- AIM:
Convert the data, from the line containing "frame in the photo above." through the final line of the data, into a Markdown table with the columns Row and Line, one line per row, omitting any blank lines.

Data on object locations
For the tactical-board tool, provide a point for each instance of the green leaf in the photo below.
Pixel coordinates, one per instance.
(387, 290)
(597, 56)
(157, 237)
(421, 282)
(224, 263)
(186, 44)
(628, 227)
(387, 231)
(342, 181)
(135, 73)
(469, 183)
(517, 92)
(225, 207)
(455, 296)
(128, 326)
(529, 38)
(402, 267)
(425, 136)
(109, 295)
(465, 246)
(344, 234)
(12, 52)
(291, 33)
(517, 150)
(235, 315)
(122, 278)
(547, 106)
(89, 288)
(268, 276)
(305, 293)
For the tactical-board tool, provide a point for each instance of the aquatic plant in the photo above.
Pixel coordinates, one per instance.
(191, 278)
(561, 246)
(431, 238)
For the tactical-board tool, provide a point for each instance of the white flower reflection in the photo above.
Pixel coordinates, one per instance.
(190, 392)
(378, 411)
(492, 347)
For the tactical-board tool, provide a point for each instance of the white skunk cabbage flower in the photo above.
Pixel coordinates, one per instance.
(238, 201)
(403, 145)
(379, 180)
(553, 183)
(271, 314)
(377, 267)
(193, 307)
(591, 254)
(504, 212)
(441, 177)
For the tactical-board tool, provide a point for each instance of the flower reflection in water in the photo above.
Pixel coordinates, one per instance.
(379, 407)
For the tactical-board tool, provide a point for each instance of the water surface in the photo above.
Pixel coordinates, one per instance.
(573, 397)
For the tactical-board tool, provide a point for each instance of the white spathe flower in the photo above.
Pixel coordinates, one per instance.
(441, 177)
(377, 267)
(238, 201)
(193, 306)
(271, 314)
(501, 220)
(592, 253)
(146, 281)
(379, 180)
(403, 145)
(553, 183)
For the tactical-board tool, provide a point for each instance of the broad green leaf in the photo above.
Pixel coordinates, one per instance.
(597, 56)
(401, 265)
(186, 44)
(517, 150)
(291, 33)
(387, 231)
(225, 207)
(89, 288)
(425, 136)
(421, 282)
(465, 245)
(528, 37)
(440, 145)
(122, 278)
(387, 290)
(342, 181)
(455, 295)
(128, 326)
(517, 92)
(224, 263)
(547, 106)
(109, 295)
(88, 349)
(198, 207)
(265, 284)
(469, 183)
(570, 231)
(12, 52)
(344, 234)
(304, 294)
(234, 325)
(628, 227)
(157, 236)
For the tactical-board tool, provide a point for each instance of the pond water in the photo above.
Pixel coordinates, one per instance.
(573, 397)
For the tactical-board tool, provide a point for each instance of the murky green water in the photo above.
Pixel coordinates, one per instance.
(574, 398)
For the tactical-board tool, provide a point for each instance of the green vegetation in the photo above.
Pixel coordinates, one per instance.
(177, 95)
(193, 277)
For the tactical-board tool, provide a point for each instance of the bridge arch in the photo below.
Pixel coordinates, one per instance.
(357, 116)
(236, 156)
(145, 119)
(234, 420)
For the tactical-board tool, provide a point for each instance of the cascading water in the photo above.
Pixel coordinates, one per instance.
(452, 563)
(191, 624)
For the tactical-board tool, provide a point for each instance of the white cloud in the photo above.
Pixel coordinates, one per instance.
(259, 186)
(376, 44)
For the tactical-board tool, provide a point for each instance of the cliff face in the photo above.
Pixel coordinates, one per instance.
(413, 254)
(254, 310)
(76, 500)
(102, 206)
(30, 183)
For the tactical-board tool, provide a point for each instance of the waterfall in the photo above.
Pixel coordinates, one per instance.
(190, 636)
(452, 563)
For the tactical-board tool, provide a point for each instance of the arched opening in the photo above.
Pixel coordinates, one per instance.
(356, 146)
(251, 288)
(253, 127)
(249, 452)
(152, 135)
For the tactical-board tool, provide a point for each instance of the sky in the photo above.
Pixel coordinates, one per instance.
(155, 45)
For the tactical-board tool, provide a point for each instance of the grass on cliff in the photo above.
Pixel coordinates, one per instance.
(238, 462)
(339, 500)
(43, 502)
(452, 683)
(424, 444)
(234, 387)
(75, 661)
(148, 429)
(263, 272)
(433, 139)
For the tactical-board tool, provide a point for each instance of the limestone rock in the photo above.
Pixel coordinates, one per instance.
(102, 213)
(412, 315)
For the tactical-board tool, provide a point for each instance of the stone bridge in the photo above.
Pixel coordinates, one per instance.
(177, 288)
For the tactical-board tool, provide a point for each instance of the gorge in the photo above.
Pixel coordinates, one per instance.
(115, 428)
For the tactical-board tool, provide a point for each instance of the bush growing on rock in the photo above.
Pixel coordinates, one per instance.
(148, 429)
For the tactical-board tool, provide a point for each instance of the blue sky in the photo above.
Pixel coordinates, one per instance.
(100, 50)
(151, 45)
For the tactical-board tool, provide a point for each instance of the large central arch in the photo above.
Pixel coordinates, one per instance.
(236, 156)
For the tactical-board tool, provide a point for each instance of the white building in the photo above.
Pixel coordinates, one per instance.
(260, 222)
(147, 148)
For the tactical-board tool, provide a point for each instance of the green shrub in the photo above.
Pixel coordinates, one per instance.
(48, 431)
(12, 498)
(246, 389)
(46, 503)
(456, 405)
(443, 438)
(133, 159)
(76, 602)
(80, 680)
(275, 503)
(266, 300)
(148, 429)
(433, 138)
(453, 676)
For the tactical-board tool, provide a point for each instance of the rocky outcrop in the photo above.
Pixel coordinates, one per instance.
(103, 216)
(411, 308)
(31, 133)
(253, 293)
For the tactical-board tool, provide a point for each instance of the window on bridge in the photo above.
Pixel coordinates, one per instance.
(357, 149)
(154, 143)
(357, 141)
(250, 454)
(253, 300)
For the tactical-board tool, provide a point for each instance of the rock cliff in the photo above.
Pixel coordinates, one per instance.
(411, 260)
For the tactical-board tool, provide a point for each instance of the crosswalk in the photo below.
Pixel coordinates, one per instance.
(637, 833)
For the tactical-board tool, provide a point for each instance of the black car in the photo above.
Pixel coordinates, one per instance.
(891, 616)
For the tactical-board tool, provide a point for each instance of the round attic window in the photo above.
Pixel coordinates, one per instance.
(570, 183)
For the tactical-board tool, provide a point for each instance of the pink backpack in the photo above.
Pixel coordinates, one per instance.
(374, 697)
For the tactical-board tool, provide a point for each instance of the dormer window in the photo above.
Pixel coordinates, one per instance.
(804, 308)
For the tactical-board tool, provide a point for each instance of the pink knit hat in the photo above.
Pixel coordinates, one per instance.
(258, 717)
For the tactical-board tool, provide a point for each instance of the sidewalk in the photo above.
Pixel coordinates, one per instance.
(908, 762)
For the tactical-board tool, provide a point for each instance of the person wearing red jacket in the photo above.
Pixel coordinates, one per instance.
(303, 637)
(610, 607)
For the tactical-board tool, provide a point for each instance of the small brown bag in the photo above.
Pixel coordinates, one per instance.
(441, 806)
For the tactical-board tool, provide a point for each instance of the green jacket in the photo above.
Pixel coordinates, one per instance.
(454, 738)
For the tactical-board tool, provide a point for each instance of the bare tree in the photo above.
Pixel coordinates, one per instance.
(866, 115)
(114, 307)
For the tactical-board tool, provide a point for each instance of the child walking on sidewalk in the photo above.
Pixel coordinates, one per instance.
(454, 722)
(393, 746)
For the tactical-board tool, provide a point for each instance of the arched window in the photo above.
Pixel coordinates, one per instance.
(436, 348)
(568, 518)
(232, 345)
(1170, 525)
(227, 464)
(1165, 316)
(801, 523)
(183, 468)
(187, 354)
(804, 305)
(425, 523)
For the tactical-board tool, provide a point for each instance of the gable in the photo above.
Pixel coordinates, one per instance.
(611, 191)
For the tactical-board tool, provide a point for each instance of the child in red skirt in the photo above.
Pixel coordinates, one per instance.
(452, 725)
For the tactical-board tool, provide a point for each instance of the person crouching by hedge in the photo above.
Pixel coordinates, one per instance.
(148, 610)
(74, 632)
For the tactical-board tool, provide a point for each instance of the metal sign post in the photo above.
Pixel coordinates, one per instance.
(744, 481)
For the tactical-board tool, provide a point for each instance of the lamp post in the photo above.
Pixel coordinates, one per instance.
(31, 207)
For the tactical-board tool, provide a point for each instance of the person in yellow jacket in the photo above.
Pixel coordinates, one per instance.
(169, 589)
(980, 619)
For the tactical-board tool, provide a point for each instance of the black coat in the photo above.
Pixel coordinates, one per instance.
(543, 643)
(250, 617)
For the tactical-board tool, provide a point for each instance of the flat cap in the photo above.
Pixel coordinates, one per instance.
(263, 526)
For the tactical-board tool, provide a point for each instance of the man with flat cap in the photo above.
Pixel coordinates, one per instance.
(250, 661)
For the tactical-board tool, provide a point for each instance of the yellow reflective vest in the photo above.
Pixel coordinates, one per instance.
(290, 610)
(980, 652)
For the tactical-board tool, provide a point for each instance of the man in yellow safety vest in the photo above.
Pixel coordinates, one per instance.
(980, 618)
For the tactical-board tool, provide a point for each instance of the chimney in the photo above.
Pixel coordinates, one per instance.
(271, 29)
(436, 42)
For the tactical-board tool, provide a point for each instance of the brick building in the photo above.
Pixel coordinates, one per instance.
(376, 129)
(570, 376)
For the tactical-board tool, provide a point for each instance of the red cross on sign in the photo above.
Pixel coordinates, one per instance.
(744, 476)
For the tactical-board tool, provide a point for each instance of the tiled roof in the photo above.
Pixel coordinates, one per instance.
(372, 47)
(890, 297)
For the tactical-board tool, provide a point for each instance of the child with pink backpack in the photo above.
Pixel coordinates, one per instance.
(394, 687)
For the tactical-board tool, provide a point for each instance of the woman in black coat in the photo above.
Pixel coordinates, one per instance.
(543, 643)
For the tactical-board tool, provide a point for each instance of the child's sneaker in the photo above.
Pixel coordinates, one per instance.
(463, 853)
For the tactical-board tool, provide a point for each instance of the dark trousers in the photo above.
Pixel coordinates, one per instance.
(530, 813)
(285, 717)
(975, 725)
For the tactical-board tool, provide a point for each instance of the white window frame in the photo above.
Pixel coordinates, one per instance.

- ANSWER:
| Row | Line |
|---|---|
| 1 | For the tactical-board tool, provide a point for each instance of the white window frame in the photo above. |
| 2 | Pixel coordinates, one per instance. |